— BEGIN Material for this exercise —
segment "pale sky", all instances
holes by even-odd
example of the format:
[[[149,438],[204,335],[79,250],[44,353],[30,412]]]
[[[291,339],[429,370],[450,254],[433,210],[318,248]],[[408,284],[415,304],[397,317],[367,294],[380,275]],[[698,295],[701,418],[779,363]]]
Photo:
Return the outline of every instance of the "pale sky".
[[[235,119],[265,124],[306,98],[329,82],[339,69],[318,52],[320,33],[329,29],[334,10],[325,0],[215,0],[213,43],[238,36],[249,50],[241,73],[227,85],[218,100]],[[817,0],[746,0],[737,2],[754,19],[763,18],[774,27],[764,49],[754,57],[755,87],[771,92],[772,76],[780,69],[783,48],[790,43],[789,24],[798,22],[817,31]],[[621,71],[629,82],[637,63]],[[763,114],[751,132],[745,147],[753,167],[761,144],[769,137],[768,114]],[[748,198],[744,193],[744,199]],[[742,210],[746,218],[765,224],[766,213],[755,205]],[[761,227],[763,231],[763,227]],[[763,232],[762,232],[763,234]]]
— END Material for this exercise —
● **Goal**
Rename "pale sky" to "light sky" in the lines from the first line through the line containing "Return the outline", inclusive. Write out those lines again with nothing else changed.

● **Task result**
segment "light sky", all instances
holes by even-odd
example of the format:
[[[149,438],[204,335],[79,250],[44,353],[30,412]]]
[[[291,339],[429,370],[450,254],[433,210],[318,248]],[[408,284],[415,304],[397,317],[367,294],[380,275]],[[698,295],[701,418],[779,363]]]
Photo:
Return the outline of every instance of the "light sky".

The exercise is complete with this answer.